* **Short problem 1**:
Summarize the cluster monitoring procedure in two sentences.

* **Provided text**:
----------------------------------------
−Table of Contents

Procedure: Cluster monitoring

Procedure: Cluster monitoring

Scope

Testing and Commissioning Procedure of Cluster

Description

A server cluster is composed of 2 rigorously identical servers configured in normal / backup high availability. The first server in normal mode is called “primary”, the backup server is called “secondary”.

Prerequisites

At a minimum, each server uses 3 network adapters configured as follows:

ETH1 = Main Network Interface = IP_Server
ETH2 = bridged network interface for virtual machines = IP_Br0
ETH3 = “Private” server synchronization network interface, direct link between the cluster nodes.

On HP servers, the HP_ILO management interface for monitoring the machine can be set to benefit from the information of the server's physical state (see ILO monitoring documentation).

The 2 servers are connected to each other by a link allowing to have the servers in 2 different and distant technical premises to ensure the physical integrity of the equipment and the non-propagation of a physical damage on one of the two rooms.
----------------------------------------
* **Short problem 2**:
Across the entries, from the line containing "Could you point at the hockey player in white" down to the end of the entries, switch "chin strap" to "helmet visor" and keep everything else the same. Leave the picture out of your answer.

* **Named object pointing entries**:
----------------------------------------
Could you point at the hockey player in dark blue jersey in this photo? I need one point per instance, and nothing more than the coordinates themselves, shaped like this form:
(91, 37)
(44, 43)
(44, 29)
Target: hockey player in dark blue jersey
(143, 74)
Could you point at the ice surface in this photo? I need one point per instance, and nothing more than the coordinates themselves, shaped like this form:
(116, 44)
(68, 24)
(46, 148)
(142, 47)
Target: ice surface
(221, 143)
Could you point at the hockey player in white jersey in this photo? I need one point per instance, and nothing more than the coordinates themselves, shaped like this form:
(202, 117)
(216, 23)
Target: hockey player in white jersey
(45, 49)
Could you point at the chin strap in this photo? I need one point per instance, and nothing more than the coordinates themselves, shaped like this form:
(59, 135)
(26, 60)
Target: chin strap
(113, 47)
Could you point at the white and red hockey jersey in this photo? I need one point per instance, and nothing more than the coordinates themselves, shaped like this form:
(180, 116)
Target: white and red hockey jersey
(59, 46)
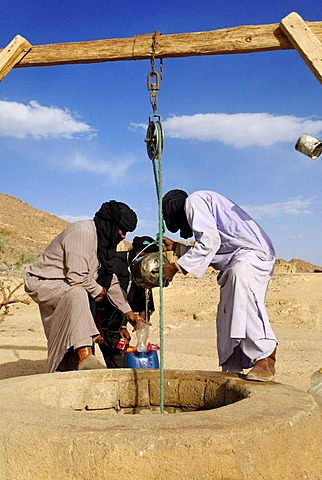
----------------------------------------
* **Exercise result 1**:
A server cluster consists of two identical servers set up in normal/backup high availability, with the normal-mode server called "primary" and the backup called "secondary." Each server uses at least three network adapters (a main interface, a bridged interface for virtual machines, and a private synchronization link between the nodes), and the two servers are connected so they can sit in separate, distant technical premises to protect the equipment and keep physical damage in one room from spreading to the other.

* **Exercise result 2**:
Could you point at the hockey player in white jersey in this photo? I need one point per instance, and nothing more than the coordinates themselves, shaped like this form:
(202, 117)
(216, 23)
Target: hockey player in white jersey
(45, 49)
Could you point at the helmet visor in this photo? I need one point per instance, and nothing more than the coordinates themselves, shaped like this form:
(59, 135)
(26, 60)
Target: helmet visor
(113, 47)
Could you point at the white and red hockey jersey in this photo? I need one point per instance, and nothing more than the coordinates themselves, shaped like this form:
(180, 116)
Target: white and red hockey jersey
(59, 46)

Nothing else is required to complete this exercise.